** Given task **
Please write the listing below out again exactly, leaving every picture behind.

Records from a data collection
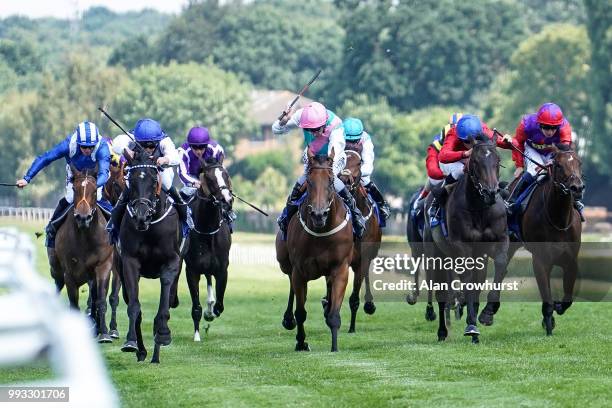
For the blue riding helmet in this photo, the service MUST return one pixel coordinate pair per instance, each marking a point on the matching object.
(468, 127)
(148, 130)
(353, 128)
(87, 134)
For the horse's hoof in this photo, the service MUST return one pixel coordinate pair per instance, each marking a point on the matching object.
(218, 309)
(129, 347)
(302, 347)
(289, 324)
(485, 318)
(141, 355)
(369, 307)
(471, 330)
(163, 339)
(430, 314)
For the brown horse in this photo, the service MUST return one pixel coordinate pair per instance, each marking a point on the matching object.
(367, 248)
(82, 252)
(551, 231)
(319, 243)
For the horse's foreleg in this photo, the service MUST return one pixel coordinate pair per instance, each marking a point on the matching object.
(130, 278)
(193, 282)
(288, 318)
(339, 279)
(114, 302)
(542, 270)
(570, 272)
(368, 306)
(358, 277)
(209, 316)
(102, 280)
(300, 289)
(220, 285)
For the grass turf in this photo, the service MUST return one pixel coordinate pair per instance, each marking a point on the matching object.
(247, 358)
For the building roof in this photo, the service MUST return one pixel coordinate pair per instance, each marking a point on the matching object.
(267, 105)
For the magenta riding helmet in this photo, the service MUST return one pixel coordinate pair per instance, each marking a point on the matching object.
(313, 116)
(198, 135)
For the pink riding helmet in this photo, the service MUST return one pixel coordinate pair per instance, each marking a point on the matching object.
(314, 115)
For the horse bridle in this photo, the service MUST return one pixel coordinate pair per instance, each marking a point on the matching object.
(476, 183)
(151, 205)
(564, 190)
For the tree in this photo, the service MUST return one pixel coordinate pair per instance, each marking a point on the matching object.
(264, 42)
(550, 66)
(183, 96)
(429, 52)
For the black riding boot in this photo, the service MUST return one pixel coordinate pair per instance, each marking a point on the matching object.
(291, 209)
(55, 222)
(356, 216)
(116, 216)
(524, 182)
(383, 206)
(439, 193)
(182, 209)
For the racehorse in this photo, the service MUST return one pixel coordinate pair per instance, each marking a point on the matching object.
(551, 231)
(82, 252)
(366, 249)
(209, 243)
(477, 228)
(319, 243)
(149, 246)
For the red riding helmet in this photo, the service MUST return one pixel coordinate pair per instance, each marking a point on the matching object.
(550, 114)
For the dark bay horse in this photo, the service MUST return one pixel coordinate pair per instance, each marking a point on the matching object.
(82, 252)
(209, 243)
(551, 231)
(149, 246)
(477, 229)
(366, 249)
(319, 243)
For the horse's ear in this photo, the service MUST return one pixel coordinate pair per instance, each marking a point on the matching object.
(74, 170)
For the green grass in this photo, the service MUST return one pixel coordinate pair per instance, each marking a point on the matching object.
(394, 359)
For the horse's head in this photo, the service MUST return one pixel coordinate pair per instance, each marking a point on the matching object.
(144, 177)
(320, 187)
(566, 171)
(85, 195)
(351, 175)
(215, 182)
(483, 168)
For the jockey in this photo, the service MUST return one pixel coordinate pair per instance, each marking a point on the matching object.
(149, 134)
(199, 146)
(535, 136)
(456, 149)
(323, 132)
(84, 149)
(435, 176)
(354, 133)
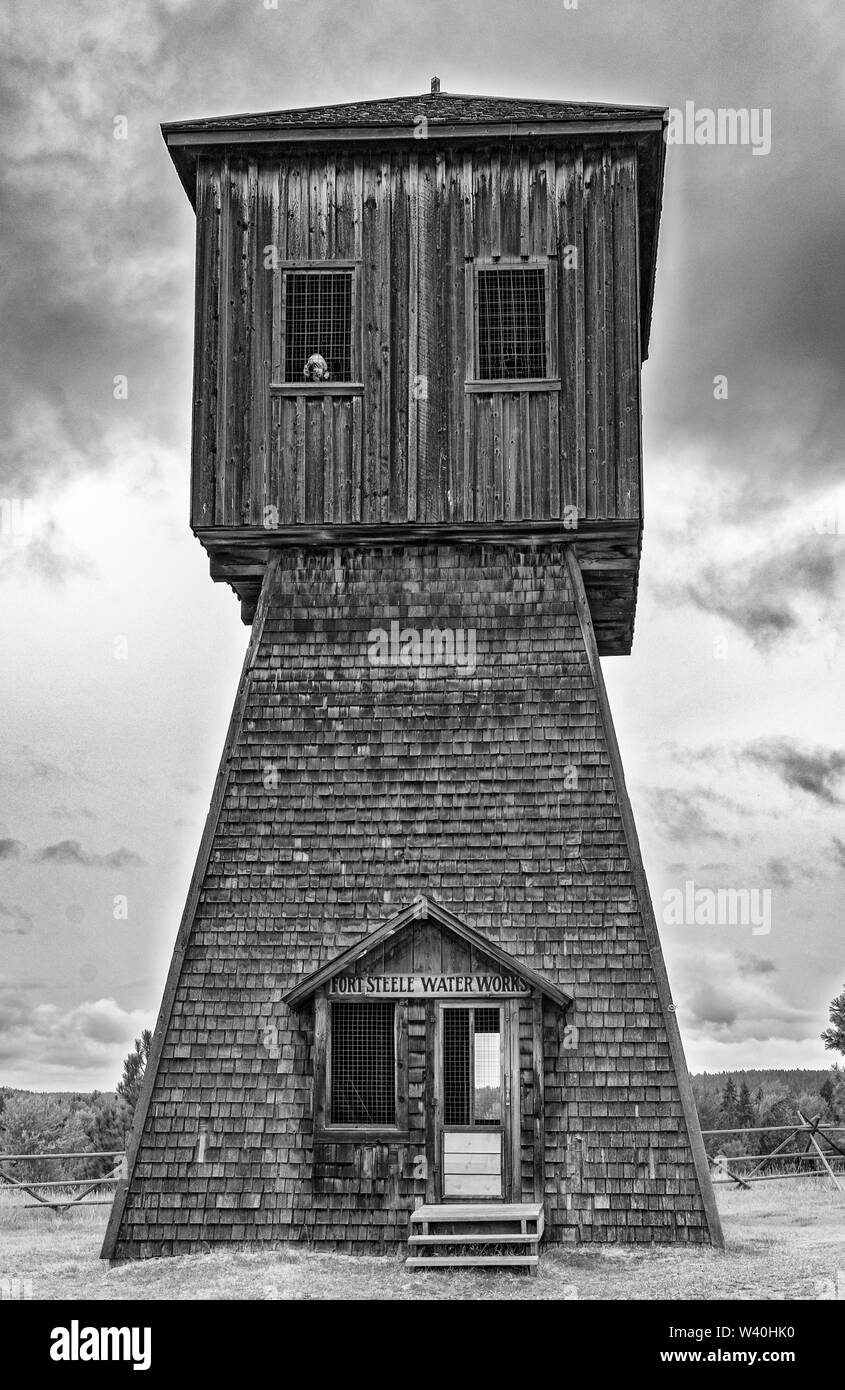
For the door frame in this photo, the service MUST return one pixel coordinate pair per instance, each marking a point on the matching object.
(510, 1100)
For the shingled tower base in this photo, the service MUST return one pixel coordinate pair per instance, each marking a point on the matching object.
(348, 791)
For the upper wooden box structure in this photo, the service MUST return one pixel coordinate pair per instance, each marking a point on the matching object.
(473, 277)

** Problem solution **
For the blue riding helmet in this photo, the service MUST return one pixel coordinate pair per instance, each marking a point on the matching object.
(468, 127)
(148, 130)
(353, 128)
(87, 134)
For the horse's hoof in this photo, the service MUST return one pixel coordinate pair per instance, each marking a point on the matching object.
(218, 309)
(129, 347)
(302, 347)
(289, 324)
(485, 318)
(141, 355)
(369, 307)
(471, 330)
(163, 339)
(430, 314)
For the brown horse in this photo, the service MUST return one pixel coordinate pair per instance, each marking a point on the matching object.
(367, 248)
(82, 252)
(551, 231)
(319, 243)
For the horse's foreleg in this photo, the service MUST return one pixel coordinate pair per instance, each marking a point on the matching object.
(130, 278)
(193, 282)
(288, 318)
(339, 279)
(114, 302)
(542, 270)
(570, 272)
(368, 306)
(358, 277)
(209, 316)
(102, 280)
(300, 289)
(220, 285)
For the grass turf in this photo, the service MUST return one pixel coordinate pair per instance, each marking a point on the matching object.
(247, 358)
For the building roof in this photo, the service MUST return one pixel coordinate pair per instance, each marking a point on the matching object.
(267, 105)
For the magenta riding helmet in this photo, the service MUST return one pixel coordinate pair per instance, each marking a point on the matching object.
(313, 116)
(198, 135)
For the pink riding helmet in this photo, the service MUST return one pixel coordinate pair per instance, each marking a point on the matching object.
(314, 115)
For the horse bridle in this photo, the service MUST return one pixel coordinate pair per instance, each marking a point on the matching object.
(476, 183)
(151, 205)
(564, 190)
For the tree in this photo, the service MUST return one pixel coordinate pair per instance, each marking a point on the matching object.
(264, 42)
(550, 66)
(183, 96)
(429, 52)
For the black riding boot in this photo, the service MUST return one pixel coordinate pair per instance, each marking a point on the matching object.
(291, 209)
(55, 222)
(356, 216)
(116, 216)
(524, 182)
(383, 206)
(439, 193)
(182, 209)
For the racehorse in this photo, the service MUST return one pixel coordinate pair per instance, each marking a point on the matching object.
(551, 231)
(82, 252)
(366, 249)
(209, 243)
(477, 228)
(319, 243)
(149, 246)
For the red riding helmet in this photo, the service MUST return one pixel coordinate pair per instance, each marking a point on the matching object.
(550, 114)
For the dark bay horse in this photo, the service MUST return one pixel coordinate pair per instance, each marking a point on the matching object.
(82, 252)
(209, 243)
(551, 231)
(149, 246)
(477, 229)
(366, 249)
(319, 243)
For the horse's ear in this photo, the service MUST return one pixel coordinate pair per instance, each marking a point on the matching object.
(74, 170)
For the green grass in this photo, the service MUST return one pixel coordinate pair per instance, each marking a point on the matching object.
(394, 359)
For the horse's head in this photo, the service MUST return one pixel coordinate pair per instance, each marking a point on the matching object.
(144, 177)
(320, 187)
(566, 171)
(85, 195)
(351, 175)
(215, 182)
(483, 168)
For the jockey in this photo, the service MUST return one pixel coordinate pair per instance, each marking a point on the matching object.
(149, 134)
(199, 146)
(535, 136)
(456, 149)
(323, 132)
(84, 149)
(435, 176)
(354, 133)
For the door frame in this photo, the service MUST return one pixel coordinate pair per instance, each marking a point on the matching object.
(510, 1100)
For the shingled tower base in this photo, the service MUST return one pixel coordinate pair per instance, each marking a point on the matching object.
(348, 791)
For the upper wooden box structure in this photo, the service MUST return one pixel coordinate pair per instance, each marking a point on the matching object.
(473, 277)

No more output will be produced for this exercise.